Natural language region descriptions
########################################

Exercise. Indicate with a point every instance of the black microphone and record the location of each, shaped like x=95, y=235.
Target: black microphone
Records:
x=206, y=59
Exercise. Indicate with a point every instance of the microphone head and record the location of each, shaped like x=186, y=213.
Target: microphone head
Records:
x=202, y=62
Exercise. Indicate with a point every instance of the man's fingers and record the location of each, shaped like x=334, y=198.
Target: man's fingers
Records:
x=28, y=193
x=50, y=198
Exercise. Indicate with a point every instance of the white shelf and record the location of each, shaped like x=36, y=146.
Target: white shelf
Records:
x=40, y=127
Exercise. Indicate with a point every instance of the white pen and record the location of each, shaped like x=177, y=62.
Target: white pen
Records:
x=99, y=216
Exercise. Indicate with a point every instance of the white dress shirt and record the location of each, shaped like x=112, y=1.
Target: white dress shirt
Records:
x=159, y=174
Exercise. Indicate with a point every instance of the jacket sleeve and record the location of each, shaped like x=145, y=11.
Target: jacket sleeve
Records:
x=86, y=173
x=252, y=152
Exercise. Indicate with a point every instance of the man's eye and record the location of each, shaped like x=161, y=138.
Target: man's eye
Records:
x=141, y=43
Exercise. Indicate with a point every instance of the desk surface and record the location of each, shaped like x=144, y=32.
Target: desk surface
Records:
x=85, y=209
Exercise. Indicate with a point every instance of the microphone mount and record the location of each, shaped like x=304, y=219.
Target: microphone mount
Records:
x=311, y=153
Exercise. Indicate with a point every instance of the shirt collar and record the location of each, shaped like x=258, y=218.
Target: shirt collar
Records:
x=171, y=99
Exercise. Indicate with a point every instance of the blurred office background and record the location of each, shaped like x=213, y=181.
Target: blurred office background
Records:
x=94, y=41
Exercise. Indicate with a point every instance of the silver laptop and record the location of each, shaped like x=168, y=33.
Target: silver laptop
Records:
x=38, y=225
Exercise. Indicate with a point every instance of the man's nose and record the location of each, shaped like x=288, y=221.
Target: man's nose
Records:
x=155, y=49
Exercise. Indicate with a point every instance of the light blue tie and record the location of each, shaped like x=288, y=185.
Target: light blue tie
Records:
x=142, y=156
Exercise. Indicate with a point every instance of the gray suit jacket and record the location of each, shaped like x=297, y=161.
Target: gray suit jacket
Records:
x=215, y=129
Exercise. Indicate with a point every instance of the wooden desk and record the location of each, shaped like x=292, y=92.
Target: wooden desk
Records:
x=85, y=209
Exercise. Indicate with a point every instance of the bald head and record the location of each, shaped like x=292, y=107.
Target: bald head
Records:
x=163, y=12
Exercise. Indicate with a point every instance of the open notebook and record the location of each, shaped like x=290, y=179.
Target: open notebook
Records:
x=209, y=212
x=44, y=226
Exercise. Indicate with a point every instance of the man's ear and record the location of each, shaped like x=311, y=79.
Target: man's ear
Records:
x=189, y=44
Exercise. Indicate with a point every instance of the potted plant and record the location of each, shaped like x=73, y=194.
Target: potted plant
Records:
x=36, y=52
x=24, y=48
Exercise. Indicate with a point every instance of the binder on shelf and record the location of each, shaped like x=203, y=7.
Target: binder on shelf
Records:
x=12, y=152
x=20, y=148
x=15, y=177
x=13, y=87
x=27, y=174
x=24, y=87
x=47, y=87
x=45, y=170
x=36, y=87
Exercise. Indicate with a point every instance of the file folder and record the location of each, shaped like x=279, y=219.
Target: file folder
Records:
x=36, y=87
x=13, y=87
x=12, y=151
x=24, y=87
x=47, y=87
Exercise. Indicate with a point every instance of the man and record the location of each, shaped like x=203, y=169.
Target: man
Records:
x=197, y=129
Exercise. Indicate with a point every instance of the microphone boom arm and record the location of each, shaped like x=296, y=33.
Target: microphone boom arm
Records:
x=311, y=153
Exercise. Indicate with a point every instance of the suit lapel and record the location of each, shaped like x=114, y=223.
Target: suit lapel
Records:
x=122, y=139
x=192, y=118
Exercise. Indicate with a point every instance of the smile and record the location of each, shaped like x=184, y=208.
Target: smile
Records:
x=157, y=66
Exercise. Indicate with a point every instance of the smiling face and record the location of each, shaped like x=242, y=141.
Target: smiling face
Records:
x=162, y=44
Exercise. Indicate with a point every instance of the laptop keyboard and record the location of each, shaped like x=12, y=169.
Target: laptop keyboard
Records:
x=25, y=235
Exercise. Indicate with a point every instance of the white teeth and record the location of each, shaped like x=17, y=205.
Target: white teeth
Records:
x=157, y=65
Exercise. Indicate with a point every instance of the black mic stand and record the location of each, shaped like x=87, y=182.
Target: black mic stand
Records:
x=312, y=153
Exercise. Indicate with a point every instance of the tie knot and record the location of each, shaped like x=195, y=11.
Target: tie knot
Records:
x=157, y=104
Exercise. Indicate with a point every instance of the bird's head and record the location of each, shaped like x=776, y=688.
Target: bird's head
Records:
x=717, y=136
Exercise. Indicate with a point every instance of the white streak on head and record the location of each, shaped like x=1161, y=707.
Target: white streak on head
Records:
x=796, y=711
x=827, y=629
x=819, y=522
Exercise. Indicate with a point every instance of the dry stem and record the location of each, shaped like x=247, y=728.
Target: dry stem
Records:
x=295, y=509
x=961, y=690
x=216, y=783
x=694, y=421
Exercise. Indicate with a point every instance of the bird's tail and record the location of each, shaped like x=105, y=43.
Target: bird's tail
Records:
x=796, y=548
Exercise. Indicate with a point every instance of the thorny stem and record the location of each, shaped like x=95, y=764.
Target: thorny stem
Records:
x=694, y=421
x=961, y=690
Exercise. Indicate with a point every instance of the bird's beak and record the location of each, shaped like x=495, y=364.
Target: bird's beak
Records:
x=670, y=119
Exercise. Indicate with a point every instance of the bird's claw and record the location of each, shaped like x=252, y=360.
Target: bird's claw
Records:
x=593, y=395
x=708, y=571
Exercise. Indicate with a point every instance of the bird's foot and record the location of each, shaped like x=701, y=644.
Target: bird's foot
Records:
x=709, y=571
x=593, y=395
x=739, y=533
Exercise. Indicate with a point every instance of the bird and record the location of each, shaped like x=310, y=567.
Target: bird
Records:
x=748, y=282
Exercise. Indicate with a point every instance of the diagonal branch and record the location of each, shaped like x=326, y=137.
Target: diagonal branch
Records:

########################################

> [Requirement] Report back every line of the entries in which "fingers" occurs.

> [Exercise output]
Exercise. Indicate with a point every instance of the man's fingers and record the location of each, shaped like x=334, y=198.
Target: man's fingers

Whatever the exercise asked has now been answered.